# Entries provided
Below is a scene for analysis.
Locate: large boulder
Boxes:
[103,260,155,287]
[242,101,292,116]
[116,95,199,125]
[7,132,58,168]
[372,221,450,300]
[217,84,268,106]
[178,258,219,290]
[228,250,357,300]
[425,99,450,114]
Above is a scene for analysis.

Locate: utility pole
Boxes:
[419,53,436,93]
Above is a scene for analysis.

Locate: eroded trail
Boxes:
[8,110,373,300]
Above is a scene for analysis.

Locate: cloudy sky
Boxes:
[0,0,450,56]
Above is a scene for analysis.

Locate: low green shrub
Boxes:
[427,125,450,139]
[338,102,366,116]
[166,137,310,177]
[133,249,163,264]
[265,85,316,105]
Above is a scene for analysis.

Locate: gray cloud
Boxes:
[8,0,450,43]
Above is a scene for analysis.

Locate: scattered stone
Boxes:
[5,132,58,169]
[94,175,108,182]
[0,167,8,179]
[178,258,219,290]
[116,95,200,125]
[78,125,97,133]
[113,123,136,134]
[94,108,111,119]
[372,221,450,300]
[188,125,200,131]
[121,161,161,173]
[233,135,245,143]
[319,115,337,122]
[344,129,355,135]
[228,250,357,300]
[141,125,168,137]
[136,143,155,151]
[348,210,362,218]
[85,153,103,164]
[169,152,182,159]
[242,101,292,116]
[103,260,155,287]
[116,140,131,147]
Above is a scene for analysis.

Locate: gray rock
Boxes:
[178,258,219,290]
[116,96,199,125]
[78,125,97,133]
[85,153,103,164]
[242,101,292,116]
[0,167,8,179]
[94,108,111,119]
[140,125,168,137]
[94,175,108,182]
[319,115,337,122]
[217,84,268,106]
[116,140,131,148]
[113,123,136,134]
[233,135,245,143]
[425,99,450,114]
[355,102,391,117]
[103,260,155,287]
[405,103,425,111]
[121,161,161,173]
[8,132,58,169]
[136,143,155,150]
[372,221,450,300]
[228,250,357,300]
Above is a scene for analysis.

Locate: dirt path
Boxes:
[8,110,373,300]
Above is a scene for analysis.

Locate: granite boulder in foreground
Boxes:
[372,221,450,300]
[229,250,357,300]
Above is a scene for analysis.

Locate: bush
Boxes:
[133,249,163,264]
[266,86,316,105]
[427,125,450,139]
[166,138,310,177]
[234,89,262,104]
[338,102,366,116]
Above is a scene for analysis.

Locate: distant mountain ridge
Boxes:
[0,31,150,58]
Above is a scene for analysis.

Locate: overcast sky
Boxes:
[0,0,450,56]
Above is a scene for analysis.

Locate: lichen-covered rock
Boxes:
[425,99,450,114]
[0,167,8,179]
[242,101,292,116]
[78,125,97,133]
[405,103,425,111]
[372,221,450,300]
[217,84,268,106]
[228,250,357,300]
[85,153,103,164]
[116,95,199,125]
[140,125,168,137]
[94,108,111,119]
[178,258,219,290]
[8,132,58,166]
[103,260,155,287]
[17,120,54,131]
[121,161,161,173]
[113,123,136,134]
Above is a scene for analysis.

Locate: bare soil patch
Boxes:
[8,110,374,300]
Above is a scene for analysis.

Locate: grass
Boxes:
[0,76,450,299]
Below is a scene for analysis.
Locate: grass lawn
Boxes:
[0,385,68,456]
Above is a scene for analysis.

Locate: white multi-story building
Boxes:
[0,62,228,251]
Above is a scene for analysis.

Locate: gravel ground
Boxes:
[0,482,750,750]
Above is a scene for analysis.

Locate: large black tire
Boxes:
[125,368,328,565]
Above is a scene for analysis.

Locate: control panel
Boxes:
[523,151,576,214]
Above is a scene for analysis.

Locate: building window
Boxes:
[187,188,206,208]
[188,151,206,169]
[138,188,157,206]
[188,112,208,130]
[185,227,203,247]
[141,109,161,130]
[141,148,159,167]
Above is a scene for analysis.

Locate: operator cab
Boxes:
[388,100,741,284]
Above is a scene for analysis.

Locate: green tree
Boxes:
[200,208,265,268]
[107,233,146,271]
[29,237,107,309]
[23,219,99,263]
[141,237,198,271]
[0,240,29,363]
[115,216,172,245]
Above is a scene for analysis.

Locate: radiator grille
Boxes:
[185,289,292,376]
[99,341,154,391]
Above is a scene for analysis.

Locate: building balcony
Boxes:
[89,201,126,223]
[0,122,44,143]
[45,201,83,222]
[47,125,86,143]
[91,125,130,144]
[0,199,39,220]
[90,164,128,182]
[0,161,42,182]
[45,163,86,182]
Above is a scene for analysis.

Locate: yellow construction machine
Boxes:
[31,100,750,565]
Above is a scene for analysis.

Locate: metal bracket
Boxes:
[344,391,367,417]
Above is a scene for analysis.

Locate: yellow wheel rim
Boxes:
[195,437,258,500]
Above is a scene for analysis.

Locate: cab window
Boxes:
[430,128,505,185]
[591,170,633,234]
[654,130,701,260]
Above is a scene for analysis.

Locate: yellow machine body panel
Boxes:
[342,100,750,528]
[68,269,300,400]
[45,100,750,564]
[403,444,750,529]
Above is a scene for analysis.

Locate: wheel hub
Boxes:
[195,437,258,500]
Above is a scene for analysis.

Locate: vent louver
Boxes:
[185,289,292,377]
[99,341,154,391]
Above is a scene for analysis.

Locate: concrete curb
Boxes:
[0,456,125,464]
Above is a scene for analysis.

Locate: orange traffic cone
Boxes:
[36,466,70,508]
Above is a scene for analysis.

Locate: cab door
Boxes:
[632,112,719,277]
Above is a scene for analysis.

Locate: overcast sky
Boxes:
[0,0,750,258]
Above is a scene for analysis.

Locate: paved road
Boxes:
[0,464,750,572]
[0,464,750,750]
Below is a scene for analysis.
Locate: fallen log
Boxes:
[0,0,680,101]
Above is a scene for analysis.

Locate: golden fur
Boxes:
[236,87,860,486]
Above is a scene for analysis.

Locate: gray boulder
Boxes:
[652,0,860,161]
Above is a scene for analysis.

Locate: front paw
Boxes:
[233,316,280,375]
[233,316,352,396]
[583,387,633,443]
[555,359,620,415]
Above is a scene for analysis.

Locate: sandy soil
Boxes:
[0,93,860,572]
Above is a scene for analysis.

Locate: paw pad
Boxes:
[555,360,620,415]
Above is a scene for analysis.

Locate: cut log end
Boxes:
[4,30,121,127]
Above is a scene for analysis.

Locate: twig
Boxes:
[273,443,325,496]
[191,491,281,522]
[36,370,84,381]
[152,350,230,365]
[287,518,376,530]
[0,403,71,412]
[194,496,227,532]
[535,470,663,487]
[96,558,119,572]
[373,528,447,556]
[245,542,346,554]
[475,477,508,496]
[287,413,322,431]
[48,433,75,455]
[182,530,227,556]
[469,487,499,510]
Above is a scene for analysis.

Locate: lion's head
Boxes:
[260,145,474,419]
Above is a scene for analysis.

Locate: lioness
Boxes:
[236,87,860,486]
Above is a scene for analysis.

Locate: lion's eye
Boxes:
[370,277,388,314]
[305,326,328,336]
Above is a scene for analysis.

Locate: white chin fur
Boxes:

# Set problem
Copy every item above word for word, with no changes.

# Exercise response
Below is a scene for analysis.
Locate: large boulder
Boxes:
[103,260,155,287]
[242,101,292,116]
[116,95,199,125]
[7,132,58,168]
[372,221,450,300]
[217,84,268,106]
[178,258,219,290]
[228,250,357,300]
[425,99,450,114]
Above is a scene for analysis.

Locate: utility pole
Boxes:
[419,53,436,93]
Above is a scene for analysis.

Locate: eroded trail
Boxes:
[8,110,373,300]
Above is a scene for analysis.

Locate: cloudy sky
Boxes:
[0,0,450,56]
Above is a scene for analysis.

Locate: low green shrub
Boxes:
[427,125,450,139]
[338,102,366,116]
[166,137,310,177]
[133,249,163,264]
[265,85,316,105]
Above is a scene for analysis.

Locate: gray cloud
Boxes:
[8,0,450,43]
Above is a scene for analysis.

Locate: scattered stone
Boxes:
[5,132,58,169]
[94,175,108,182]
[0,167,8,179]
[178,258,219,290]
[116,95,200,125]
[78,125,97,133]
[113,123,136,134]
[94,108,111,119]
[372,221,450,300]
[188,125,200,131]
[121,161,161,173]
[233,135,245,143]
[319,115,337,122]
[344,129,355,135]
[228,250,357,300]
[141,125,168,137]
[136,143,155,151]
[348,210,362,218]
[85,153,103,164]
[169,152,182,159]
[242,101,292,116]
[103,260,155,287]
[116,140,131,147]
Above is a scene for analysis.

Locate: gray rock
Boxes:
[178,258,219,290]
[116,96,199,125]
[78,125,97,133]
[85,153,103,164]
[242,101,292,116]
[0,167,8,179]
[94,108,111,119]
[140,125,168,137]
[94,175,108,182]
[319,115,337,122]
[217,84,268,106]
[116,140,131,148]
[113,123,136,134]
[233,135,245,143]
[425,99,450,114]
[355,102,391,117]
[103,260,155,287]
[405,103,425,111]
[121,161,161,173]
[8,132,58,169]
[136,143,155,150]
[372,221,450,300]
[228,250,357,300]
Above is a scene for analysis.

Locate: dirt path
Boxes:
[8,110,373,300]
Above is a scene for analysis.

Locate: granite boulder in foreground
Boxes:
[372,221,450,300]
[229,250,357,300]
Above is a scene for analysis.

Locate: bush
Boxes:
[133,249,163,264]
[266,86,316,105]
[427,125,450,139]
[166,138,310,177]
[234,89,262,104]
[338,102,366,116]
Above is a scene for analysis.

Locate: distant mountain ridge
Boxes:
[0,31,150,58]
Above is a scene for analysis.

Locate: overcast sky
Boxes:
[0,0,450,56]
Above is a scene for analysis.

Locate: lichen-covered rock
Boxes:
[425,99,450,114]
[0,167,8,179]
[242,101,292,116]
[78,125,97,133]
[405,103,425,111]
[372,221,450,300]
[217,84,268,106]
[228,250,357,300]
[85,153,103,164]
[116,95,199,125]
[140,125,168,137]
[94,108,111,119]
[178,258,219,290]
[8,132,58,166]
[103,260,155,287]
[17,120,54,131]
[121,161,161,173]
[113,123,136,134]
Above is a scene for analysis.

Locate: bare soil patch
Boxes:
[8,110,374,300]
Above is a scene for analysis.

Locate: grass
Boxes:
[0,76,450,299]
Below is a scene for analysis.
Locate: grass lawn
Boxes:
[0,385,68,456]
Above is a scene for analysis.

Locate: white multi-story building
Boxes:
[0,62,228,251]
Above is a scene for analysis.

Locate: gravel ground
Boxes:
[0,482,750,750]
Above is a scene for analysis.

Locate: large black tire
Boxes:
[125,368,328,565]
Above is a scene for analysis.

Locate: control panel
Boxes:
[523,151,576,214]
Above is a scene for analysis.

Locate: building window
Boxes:
[187,188,206,208]
[188,151,206,169]
[138,188,157,206]
[188,112,208,130]
[185,227,203,247]
[141,109,161,130]
[141,148,159,167]
Above is a scene for analysis.

Locate: operator cab
Boxes:
[388,100,741,284]
Above is a scene for analysis.

Locate: green tree
Boxes:
[200,208,265,268]
[107,233,146,271]
[29,237,107,309]
[23,219,99,263]
[141,237,198,271]
[0,240,29,363]
[115,216,172,245]
Above is a scene for analysis.

Locate: radiator grille
Boxes:
[185,289,292,376]
[99,341,154,391]
Above is a scene for analysis.

Locate: building balcony
Boxes:
[89,201,126,223]
[0,122,44,143]
[45,201,83,222]
[47,125,86,143]
[91,125,130,144]
[0,199,39,220]
[90,164,128,182]
[0,161,42,182]
[45,163,86,182]
Above is a scene for analysis.

Locate: yellow construction machine
Boxes:
[31,100,750,565]
Above is a scene for analysis.

Locate: metal bracket
Boxes:
[344,391,367,417]
Above is a scene for analysis.

Locate: yellow wheel rim
Boxes:
[195,437,258,500]
Above is a scene for analysis.

Locate: cab window
Boxes:
[430,128,505,185]
[591,170,633,234]
[654,130,701,260]
Above is a scene for analysis.

Locate: yellow machine body panel
Boxes:
[342,100,750,528]
[68,269,300,400]
[45,100,750,564]
[403,444,750,529]
Above is a scene for analysis.

Locate: wheel hub
Boxes:
[195,437,258,500]
Above is a scene for analysis.

Locate: vent louver
Boxes:
[185,289,292,377]
[99,341,154,391]
Above is a scene for analysis.

Locate: concrete curb
Boxes:
[0,456,125,464]
Above is a scene for analysis.

Locate: orange traffic cone
Boxes:
[36,466,70,508]
Above is a scene for analysis.

Locate: cab door
Boxes:
[632,112,719,277]
Above is a scene for analysis.

Locate: overcast sky
Boxes:
[0,0,750,258]
Above is a scene for analysis.

Locate: paved road
Boxes:
[0,464,750,572]
[0,464,750,750]
Below is a scene for analysis.
Locate: fallen log
Boxes:
[0,0,680,101]
Above is a scene for analysis.

Locate: golden fur
Boxes:
[236,87,860,486]
Above is a scene for analysis.

Locate: gray boulder
Boxes:
[652,0,860,161]
Above is a scene for analysis.

Locate: front paw
Boxes:
[233,316,280,375]
[233,316,352,396]
[583,387,633,443]
[555,359,620,415]
Above is a scene for analysis.

Locate: sandy soil
Boxes:
[0,93,860,572]
Above is a scene for analysis.

Locate: paw pad
Boxes:
[555,360,620,415]
Above is a scene for analysis.

Locate: cut log end
Boxes:
[4,30,121,127]
Above is a scene for analysis.

Locate: twig
Boxes:
[273,443,325,496]
[191,491,281,522]
[36,370,84,381]
[152,350,230,365]
[287,518,376,530]
[0,403,71,412]
[194,496,227,532]
[535,470,663,487]
[96,558,119,572]
[373,528,447,556]
[245,542,346,554]
[475,477,508,496]
[287,413,322,431]
[48,433,75,455]
[182,530,227,556]
[469,487,499,510]
Above is a scene for analysis.

Locate: lion's head
Boxes:
[260,145,474,419]
Above is a scene for analysis.

Locate: lioness
Boxes:
[236,87,860,486]
Above is a scene for analysis.

Locate: lion's eye
Boxes:
[370,277,388,314]
[305,326,328,336]
Above is a scene for analysis.

Locate: white chin fur
Boxes:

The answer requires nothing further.